Print the lines of the entries below without changes, beginning at the line that contains "Find the gold trim" and stopping after the line that contains "x=164, y=272", and omit the pictures.

▸ **Items**
---+---

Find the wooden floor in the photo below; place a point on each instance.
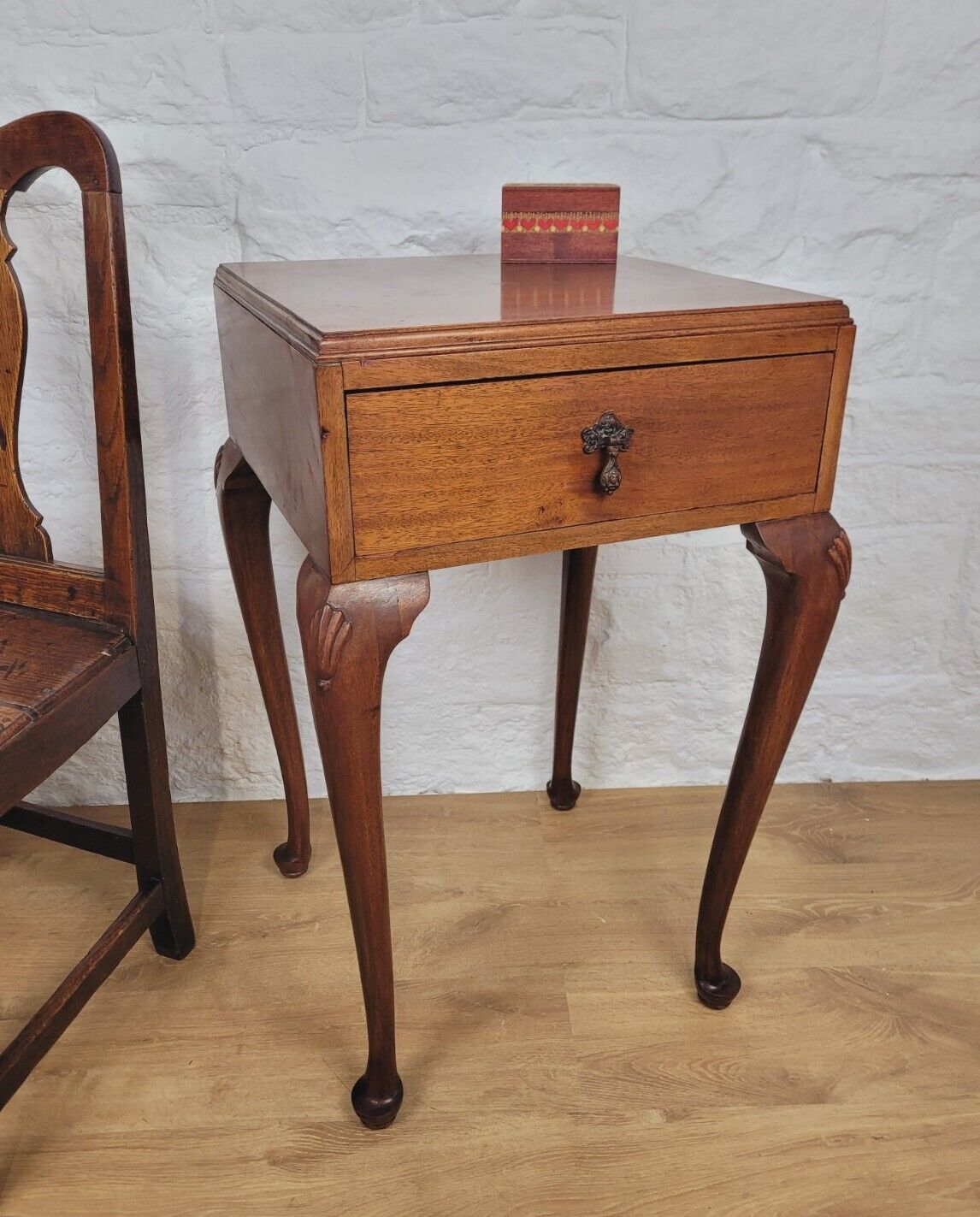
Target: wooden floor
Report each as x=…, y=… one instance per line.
x=554, y=1055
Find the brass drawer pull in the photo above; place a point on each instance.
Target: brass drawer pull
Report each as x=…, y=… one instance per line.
x=614, y=438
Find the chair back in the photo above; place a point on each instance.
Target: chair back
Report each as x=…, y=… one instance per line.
x=28, y=575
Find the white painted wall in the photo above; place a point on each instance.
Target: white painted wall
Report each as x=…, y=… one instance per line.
x=832, y=147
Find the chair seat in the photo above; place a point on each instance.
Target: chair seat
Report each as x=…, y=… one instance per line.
x=44, y=658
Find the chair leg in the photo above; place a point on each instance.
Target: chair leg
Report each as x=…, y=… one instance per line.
x=244, y=505
x=577, y=573
x=348, y=633
x=806, y=563
x=151, y=814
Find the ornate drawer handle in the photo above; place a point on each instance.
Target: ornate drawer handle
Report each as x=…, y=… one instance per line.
x=614, y=438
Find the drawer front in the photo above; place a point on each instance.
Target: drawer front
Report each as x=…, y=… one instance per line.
x=454, y=463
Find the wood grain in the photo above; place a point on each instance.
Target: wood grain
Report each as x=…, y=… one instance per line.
x=273, y=416
x=373, y=305
x=457, y=463
x=554, y=1056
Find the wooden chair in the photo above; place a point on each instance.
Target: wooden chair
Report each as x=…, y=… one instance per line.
x=80, y=645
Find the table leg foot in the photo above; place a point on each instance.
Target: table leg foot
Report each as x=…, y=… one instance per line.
x=291, y=862
x=376, y=1109
x=720, y=991
x=563, y=794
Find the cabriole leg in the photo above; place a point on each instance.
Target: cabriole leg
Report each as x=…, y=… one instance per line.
x=244, y=506
x=348, y=633
x=806, y=563
x=577, y=573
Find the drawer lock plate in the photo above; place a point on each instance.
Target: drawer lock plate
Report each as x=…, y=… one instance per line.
x=614, y=438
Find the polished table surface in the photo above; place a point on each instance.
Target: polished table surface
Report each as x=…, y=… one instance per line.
x=408, y=414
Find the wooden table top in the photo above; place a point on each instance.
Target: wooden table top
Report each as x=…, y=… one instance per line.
x=350, y=307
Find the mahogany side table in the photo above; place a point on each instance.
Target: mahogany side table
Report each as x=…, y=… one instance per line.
x=416, y=413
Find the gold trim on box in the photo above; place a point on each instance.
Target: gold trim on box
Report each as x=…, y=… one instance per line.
x=561, y=222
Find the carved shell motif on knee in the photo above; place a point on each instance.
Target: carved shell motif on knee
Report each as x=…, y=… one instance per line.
x=330, y=630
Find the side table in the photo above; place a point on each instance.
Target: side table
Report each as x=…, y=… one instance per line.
x=410, y=414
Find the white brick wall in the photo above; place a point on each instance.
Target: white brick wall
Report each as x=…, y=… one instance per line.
x=833, y=147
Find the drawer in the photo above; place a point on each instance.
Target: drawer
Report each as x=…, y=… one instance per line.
x=452, y=463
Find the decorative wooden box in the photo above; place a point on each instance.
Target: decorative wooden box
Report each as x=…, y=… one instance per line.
x=559, y=223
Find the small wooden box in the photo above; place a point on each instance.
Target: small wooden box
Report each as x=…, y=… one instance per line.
x=559, y=223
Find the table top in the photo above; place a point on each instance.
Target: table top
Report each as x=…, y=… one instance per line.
x=347, y=307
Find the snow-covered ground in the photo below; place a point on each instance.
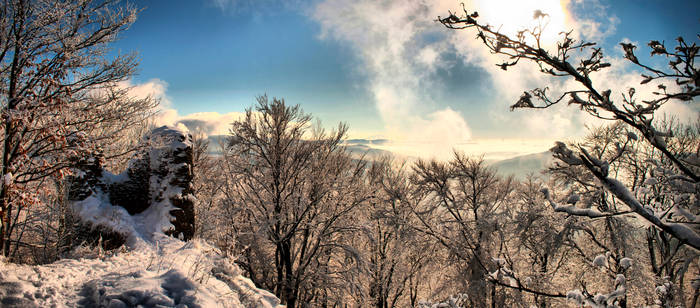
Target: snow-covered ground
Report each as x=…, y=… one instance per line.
x=163, y=272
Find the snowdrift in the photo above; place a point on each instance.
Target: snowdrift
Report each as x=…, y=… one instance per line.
x=151, y=269
x=164, y=272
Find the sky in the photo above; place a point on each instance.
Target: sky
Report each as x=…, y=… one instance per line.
x=386, y=68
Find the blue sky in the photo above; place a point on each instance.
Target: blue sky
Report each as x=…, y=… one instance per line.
x=384, y=67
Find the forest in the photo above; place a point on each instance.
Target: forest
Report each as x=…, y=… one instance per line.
x=612, y=222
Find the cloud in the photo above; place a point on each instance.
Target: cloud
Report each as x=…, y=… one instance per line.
x=399, y=63
x=401, y=49
x=208, y=123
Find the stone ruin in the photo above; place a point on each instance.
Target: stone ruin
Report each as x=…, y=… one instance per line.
x=160, y=171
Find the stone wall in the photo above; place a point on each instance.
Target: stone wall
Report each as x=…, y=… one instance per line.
x=161, y=171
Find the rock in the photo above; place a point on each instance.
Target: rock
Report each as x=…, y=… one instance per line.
x=160, y=172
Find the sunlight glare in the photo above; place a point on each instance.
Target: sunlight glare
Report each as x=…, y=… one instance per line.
x=513, y=16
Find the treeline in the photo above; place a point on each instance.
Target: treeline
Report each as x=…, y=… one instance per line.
x=319, y=227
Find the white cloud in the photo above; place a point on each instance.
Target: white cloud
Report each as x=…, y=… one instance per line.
x=209, y=123
x=401, y=46
x=399, y=65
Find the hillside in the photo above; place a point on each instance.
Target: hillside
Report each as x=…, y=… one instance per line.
x=165, y=272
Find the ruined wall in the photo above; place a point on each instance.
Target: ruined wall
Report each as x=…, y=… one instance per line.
x=160, y=173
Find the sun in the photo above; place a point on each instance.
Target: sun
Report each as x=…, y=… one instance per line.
x=512, y=16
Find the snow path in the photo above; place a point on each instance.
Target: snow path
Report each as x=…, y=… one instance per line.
x=164, y=273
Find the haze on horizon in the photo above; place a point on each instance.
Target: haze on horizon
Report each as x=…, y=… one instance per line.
x=386, y=68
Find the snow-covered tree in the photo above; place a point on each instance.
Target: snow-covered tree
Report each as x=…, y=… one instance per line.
x=634, y=175
x=637, y=113
x=464, y=207
x=291, y=190
x=59, y=93
x=396, y=258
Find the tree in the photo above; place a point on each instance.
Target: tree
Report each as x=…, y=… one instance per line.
x=464, y=208
x=396, y=258
x=595, y=166
x=292, y=190
x=59, y=93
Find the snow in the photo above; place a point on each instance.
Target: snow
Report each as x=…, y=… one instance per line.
x=151, y=270
x=166, y=272
x=625, y=263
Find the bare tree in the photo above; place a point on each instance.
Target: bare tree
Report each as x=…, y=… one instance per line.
x=59, y=93
x=637, y=113
x=293, y=190
x=396, y=258
x=465, y=208
x=606, y=176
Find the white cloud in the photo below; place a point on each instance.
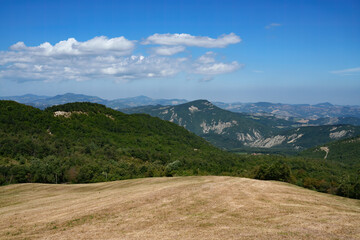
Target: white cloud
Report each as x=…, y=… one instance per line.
x=206, y=65
x=97, y=45
x=102, y=58
x=272, y=25
x=347, y=71
x=184, y=39
x=168, y=51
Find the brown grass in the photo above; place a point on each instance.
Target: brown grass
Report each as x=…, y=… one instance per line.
x=175, y=208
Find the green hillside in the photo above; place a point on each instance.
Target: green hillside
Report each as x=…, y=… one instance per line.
x=244, y=132
x=87, y=142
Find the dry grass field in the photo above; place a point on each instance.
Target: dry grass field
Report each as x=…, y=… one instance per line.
x=175, y=208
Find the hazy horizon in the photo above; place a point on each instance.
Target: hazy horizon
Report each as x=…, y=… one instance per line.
x=304, y=52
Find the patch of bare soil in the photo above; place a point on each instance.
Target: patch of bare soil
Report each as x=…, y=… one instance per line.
x=175, y=208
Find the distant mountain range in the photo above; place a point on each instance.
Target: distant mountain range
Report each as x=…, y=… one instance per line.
x=240, y=131
x=43, y=102
x=329, y=113
x=321, y=110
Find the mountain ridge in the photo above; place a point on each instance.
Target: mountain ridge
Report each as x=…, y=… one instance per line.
x=307, y=111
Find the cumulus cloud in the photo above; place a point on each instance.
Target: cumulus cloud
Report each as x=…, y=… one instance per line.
x=347, y=71
x=184, y=39
x=207, y=65
x=97, y=45
x=102, y=58
x=168, y=51
x=272, y=25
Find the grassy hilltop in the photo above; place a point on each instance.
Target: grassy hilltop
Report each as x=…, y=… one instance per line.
x=175, y=208
x=87, y=142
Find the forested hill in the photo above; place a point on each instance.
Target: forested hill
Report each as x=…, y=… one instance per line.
x=82, y=142
x=87, y=142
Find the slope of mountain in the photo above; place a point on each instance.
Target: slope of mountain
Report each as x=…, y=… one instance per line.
x=141, y=101
x=87, y=142
x=43, y=102
x=335, y=120
x=322, y=110
x=206, y=207
x=82, y=142
x=344, y=151
x=234, y=130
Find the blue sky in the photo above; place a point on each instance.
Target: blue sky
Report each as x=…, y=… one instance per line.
x=247, y=51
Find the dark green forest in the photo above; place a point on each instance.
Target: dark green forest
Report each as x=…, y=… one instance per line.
x=88, y=142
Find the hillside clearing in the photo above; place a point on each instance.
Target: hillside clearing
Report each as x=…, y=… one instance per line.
x=175, y=208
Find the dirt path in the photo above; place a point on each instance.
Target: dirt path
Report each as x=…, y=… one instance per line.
x=175, y=208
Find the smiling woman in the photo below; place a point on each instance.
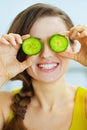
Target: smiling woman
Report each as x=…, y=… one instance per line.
x=45, y=98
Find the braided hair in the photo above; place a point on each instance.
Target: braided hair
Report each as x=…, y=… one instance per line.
x=22, y=25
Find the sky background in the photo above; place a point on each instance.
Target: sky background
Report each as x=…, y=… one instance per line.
x=76, y=9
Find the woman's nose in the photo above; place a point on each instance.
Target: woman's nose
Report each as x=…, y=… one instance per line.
x=46, y=51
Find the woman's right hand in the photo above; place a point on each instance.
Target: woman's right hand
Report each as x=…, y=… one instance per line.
x=9, y=65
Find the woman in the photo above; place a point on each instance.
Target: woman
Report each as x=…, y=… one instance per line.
x=45, y=102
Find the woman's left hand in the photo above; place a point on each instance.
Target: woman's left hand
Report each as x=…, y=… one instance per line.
x=78, y=33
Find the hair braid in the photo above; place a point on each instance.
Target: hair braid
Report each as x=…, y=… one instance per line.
x=19, y=106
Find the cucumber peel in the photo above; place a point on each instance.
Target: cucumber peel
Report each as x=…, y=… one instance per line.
x=31, y=46
x=58, y=43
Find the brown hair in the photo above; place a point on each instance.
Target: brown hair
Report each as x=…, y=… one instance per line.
x=22, y=25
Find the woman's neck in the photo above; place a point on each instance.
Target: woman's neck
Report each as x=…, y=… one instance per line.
x=50, y=95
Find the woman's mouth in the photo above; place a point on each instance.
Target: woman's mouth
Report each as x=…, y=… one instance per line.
x=48, y=67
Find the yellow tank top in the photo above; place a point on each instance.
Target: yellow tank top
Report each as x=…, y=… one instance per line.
x=79, y=120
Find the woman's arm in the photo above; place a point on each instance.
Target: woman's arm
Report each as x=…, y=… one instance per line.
x=5, y=102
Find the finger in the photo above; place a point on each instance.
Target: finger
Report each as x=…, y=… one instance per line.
x=17, y=37
x=9, y=38
x=4, y=41
x=83, y=34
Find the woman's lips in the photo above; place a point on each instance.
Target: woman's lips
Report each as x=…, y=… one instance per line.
x=48, y=67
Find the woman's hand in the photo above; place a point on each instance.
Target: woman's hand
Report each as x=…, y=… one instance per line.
x=9, y=65
x=78, y=33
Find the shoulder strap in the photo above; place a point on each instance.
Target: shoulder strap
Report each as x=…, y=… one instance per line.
x=79, y=121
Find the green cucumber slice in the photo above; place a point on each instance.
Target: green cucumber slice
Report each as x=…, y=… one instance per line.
x=58, y=43
x=31, y=46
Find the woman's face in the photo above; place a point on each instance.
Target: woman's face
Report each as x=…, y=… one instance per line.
x=47, y=66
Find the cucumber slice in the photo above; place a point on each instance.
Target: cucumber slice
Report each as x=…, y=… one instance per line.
x=31, y=46
x=58, y=43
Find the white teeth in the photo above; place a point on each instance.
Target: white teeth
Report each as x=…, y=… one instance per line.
x=47, y=66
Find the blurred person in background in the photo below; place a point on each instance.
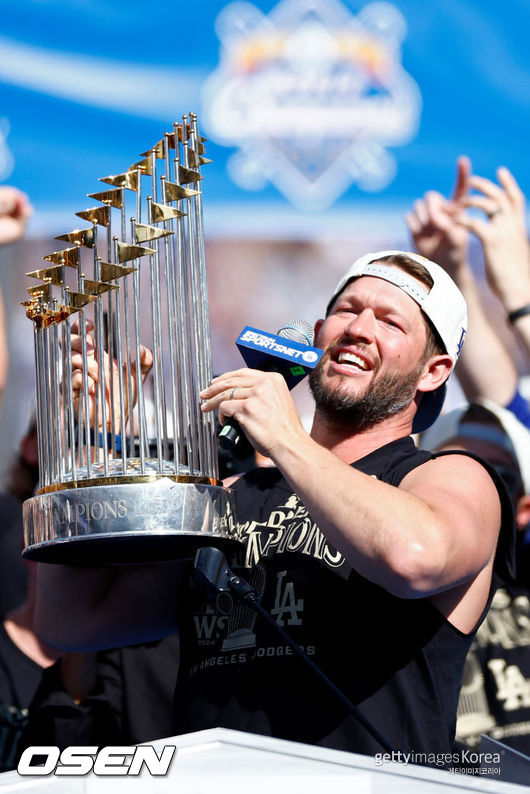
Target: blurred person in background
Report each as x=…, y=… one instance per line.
x=495, y=697
x=440, y=230
x=23, y=656
x=15, y=211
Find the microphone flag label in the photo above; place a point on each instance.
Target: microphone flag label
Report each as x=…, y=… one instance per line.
x=262, y=350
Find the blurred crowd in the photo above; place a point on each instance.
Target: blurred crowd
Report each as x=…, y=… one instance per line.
x=126, y=696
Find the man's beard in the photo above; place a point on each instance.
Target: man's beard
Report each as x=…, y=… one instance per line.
x=383, y=397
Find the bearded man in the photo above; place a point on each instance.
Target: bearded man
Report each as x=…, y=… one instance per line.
x=376, y=557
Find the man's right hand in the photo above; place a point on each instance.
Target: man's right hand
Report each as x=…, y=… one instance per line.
x=15, y=211
x=433, y=224
x=93, y=377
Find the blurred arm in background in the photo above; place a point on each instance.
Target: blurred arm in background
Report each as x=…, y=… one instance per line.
x=439, y=229
x=15, y=211
x=504, y=239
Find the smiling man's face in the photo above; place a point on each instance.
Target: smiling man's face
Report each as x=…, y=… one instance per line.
x=374, y=341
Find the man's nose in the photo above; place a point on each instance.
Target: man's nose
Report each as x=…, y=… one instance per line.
x=362, y=325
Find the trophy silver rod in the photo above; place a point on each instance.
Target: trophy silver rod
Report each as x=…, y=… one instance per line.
x=156, y=359
x=87, y=442
x=121, y=390
x=111, y=346
x=142, y=430
x=97, y=443
x=140, y=411
x=67, y=342
x=165, y=439
x=128, y=365
x=100, y=360
x=48, y=466
x=172, y=327
x=197, y=341
x=188, y=455
x=39, y=404
x=51, y=386
x=206, y=347
x=139, y=196
x=58, y=412
x=184, y=311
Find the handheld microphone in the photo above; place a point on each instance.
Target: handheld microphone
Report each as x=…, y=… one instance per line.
x=288, y=352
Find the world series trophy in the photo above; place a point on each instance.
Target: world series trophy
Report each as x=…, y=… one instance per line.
x=128, y=464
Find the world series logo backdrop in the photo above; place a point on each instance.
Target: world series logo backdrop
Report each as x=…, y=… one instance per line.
x=312, y=96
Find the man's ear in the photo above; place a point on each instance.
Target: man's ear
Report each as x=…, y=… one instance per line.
x=522, y=512
x=318, y=326
x=435, y=372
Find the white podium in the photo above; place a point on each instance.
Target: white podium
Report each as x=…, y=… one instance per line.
x=222, y=761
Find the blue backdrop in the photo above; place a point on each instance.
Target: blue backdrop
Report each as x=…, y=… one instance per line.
x=86, y=85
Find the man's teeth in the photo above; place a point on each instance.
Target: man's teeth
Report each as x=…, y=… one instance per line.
x=351, y=358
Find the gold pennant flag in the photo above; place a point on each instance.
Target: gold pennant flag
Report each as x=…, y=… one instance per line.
x=97, y=287
x=68, y=257
x=187, y=175
x=126, y=252
x=145, y=233
x=129, y=180
x=58, y=315
x=158, y=149
x=84, y=237
x=99, y=215
x=114, y=198
x=163, y=212
x=145, y=166
x=43, y=292
x=109, y=271
x=196, y=160
x=176, y=192
x=51, y=274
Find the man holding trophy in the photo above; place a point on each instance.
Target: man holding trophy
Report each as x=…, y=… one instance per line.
x=377, y=559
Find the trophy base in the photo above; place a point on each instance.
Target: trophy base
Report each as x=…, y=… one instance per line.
x=129, y=523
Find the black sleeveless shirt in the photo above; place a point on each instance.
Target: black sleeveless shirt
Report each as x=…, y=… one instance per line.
x=398, y=659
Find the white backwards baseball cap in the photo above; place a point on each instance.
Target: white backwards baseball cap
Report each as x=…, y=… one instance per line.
x=461, y=423
x=443, y=304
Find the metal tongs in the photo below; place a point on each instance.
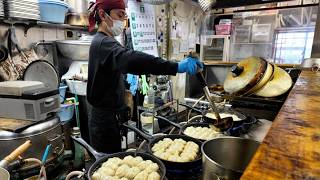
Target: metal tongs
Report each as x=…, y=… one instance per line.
x=221, y=123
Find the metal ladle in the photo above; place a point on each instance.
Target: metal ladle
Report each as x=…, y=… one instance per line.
x=221, y=123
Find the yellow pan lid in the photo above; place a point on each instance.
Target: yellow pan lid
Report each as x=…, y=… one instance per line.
x=278, y=85
x=245, y=75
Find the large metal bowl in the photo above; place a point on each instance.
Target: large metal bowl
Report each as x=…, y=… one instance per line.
x=74, y=50
x=227, y=157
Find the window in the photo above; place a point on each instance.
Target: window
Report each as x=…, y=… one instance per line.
x=292, y=46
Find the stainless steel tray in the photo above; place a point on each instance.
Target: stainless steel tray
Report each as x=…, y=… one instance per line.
x=24, y=15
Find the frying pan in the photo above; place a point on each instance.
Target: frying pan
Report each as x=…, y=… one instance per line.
x=182, y=128
x=237, y=128
x=3, y=53
x=171, y=166
x=222, y=125
x=101, y=158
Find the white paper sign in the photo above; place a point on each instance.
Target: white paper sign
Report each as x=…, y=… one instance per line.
x=184, y=46
x=143, y=27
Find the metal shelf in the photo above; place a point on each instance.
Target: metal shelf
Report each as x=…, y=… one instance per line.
x=252, y=43
x=27, y=23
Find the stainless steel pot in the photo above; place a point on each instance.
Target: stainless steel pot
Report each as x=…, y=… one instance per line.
x=311, y=63
x=40, y=135
x=78, y=6
x=227, y=157
x=4, y=174
x=74, y=49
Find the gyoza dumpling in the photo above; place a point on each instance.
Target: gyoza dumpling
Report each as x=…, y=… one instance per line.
x=138, y=159
x=132, y=172
x=110, y=164
x=154, y=167
x=135, y=161
x=173, y=158
x=143, y=175
x=105, y=171
x=143, y=165
x=110, y=178
x=180, y=141
x=154, y=176
x=122, y=170
x=128, y=160
x=96, y=176
x=115, y=160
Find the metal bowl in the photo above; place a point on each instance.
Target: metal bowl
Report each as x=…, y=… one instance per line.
x=74, y=50
x=227, y=157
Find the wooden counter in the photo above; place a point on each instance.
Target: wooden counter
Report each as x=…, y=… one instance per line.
x=291, y=149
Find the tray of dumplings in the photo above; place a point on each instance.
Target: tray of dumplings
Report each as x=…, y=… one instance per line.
x=128, y=168
x=177, y=150
x=122, y=165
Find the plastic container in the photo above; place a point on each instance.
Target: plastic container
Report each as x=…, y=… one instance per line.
x=77, y=87
x=66, y=112
x=53, y=11
x=223, y=29
x=62, y=92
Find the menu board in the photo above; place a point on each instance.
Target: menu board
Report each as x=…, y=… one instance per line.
x=143, y=27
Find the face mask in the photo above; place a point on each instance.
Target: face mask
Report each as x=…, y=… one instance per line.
x=117, y=27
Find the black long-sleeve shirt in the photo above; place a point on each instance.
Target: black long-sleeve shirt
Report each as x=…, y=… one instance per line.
x=108, y=61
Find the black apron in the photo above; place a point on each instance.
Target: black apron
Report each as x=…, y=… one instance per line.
x=105, y=129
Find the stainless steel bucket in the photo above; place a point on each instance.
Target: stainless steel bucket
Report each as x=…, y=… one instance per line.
x=227, y=157
x=4, y=174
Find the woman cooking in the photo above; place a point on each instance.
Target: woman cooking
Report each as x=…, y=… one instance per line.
x=108, y=61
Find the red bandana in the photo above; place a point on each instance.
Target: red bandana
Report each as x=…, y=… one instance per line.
x=106, y=5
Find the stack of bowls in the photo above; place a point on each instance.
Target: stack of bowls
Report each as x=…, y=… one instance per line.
x=1, y=8
x=25, y=9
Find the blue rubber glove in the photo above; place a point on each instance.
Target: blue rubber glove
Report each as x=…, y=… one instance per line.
x=189, y=65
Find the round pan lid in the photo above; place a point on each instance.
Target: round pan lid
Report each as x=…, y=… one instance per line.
x=245, y=75
x=42, y=71
x=278, y=85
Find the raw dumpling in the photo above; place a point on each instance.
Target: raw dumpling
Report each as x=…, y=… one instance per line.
x=110, y=165
x=96, y=176
x=115, y=160
x=143, y=165
x=106, y=171
x=110, y=178
x=143, y=175
x=154, y=176
x=154, y=167
x=174, y=158
x=138, y=159
x=132, y=172
x=122, y=170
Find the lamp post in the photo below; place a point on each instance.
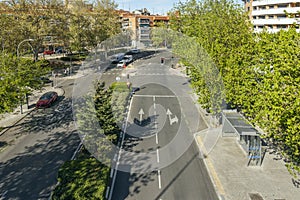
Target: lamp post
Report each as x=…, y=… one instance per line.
x=26, y=40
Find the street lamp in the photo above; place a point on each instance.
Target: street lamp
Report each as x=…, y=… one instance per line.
x=26, y=40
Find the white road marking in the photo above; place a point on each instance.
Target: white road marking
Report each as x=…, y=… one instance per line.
x=120, y=152
x=147, y=95
x=111, y=172
x=107, y=191
x=159, y=179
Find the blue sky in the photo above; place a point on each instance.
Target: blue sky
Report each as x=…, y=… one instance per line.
x=153, y=6
x=158, y=6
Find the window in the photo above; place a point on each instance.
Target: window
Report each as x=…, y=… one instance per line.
x=281, y=26
x=282, y=5
x=281, y=16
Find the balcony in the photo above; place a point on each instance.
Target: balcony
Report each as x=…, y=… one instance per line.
x=274, y=21
x=274, y=30
x=272, y=2
x=275, y=11
x=144, y=21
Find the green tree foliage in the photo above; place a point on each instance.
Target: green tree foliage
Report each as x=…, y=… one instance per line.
x=83, y=178
x=18, y=77
x=260, y=71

---+---

▸ **Exercise solution**
Find the gold trim on box in the photo above; place a point on each instance.
Target: gold trim on box
Report each as x=…, y=… one instance per line.
x=561, y=222
Find the carved shell motif on knee in the photo above; place a point on each instance.
Target: carved shell motif on knee
Report each as x=…, y=… one instance per line.
x=330, y=630
Find the side table in the photo above; place a point on each instance.
Target: side table
Report each as x=…, y=… one instance per line.
x=410, y=414
Find the white brick wall in the photo above; place a point on each instance.
Target: white brick wall
Report each as x=…, y=… one instance per line.
x=833, y=147
Find the drawer in the photo above; place a point on each instance.
Target: drawer
Report each as x=…, y=… one instance per line.
x=452, y=463
Find the decorative wooden box in the photo above; place a point on each instance.
Target: decorative wooden box
Report each as x=…, y=… one instance per line.
x=559, y=223
Find the small wooden box in the photo above; place a point on each instance.
Target: small wooden box
Report each as x=…, y=… one instance per line.
x=559, y=223
Find the table top in the photo above; place a point on each instance.
Target: table top
Report each as x=…, y=… one instance per line.
x=347, y=307
Find the snow-covered ground in the photo below; place a point on each instance.
Target: snow-covered ground
Report each as x=…, y=… one instance per line.
x=163, y=272
Find the snowdrift in the photo above; place a point on each instance.
Target: snowdrift
Report each as x=…, y=… one instance per line.
x=151, y=269
x=164, y=272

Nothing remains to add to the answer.